• **TEXT**:

>> Start

Stepping ashore in eastern Greenland, I realize immediately I'm way overdressed. My expectation this far north of the Arctic Circle was for an ice-cloaked landscape. Instead, it's sunny and 65ºF (18ºC) today, quite amazing for an area that remains frozen for almost nine months with an average temperature of 34ºF (1ºC) this time of year.

At more than 70º north of the Equator, I'm standing at ground zero for climate change. Nowhere else on Earth is it warming as quickly as in Greenland, the world's largest island. Scientists tell us there is melting over 100% of the Greenland Ice Cap this summer, a rare event in recorded history. If Greenland's glaciers totally melt, worldwide sea level is expected to rise over 20 feet. This would flood most of Florida, New York's Manhattan island and other densely populated low-lying areas around the globe. A daunting thought on such a beautiful day.

>> End

• **PROVIDED MATERIAL**:

>> Start

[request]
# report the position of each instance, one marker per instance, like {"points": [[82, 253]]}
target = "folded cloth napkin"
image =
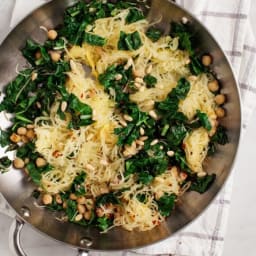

>> End

• **SHORT EXERCISE**: Pick up the Greenland passage after its final sentence and continue writing it.

• **RIGHT ANSWER**:
This epic voyage aboard the expedition ship National Geographic Explorer follows in the wake of the Vikings, who over 1,000 years ago used islands as stepping stones across the North Sea. From the fjords of Norway, we marvel at the jagged peaks and painted houses in sleepy fishing villages in the Lofoten Islands, cruise below towering cliffs filled with northern gannets, encounter stone age ruins and ponies in the Shetlands, comical puffins in the Faroes and waterfalls and more puffins in Iceland. But it was reaching the remote eastern shores of Greenland that was the primary goal for many of us, to see the Greenland Ice Cap and the world's longest system of fjords in Scoresby Sound and King Oscar Fjord.

If there's one animal that brings back visions of the Ice Age, it's the musk ox. Its contemporaries back in the Pleistocene included woolly mammoths, mastodons and saber-tooth tigers, all of which became extinct about 10,000 years ago. Musk ox are funny looking animals, with long shaggy hair obscuring short legs, making them appear as dark boulders at a distance. Up close they have large horns, which the males use during the rutting season. The last remaining indigenous populations of musk ox are here in Northeast Greenland National Park.

But for the geologists on board, the real stars are the rocks displayed along the walls of Greenland's massive fjords. Columnar basalt related to the Devil's Causeway in Ireland, red rocks the same age as rocks in Sedona and Grand Canyon, Arizona; plus fanciful exposures of folded sedimentary and metamorphic rocks. The twists and turns in the rocks look like a giant marble fudge cake stirred by the global forces of plate tectonics during the mountain-building event, when Europe and North America collided over 400 million years ago. Another daunting thought.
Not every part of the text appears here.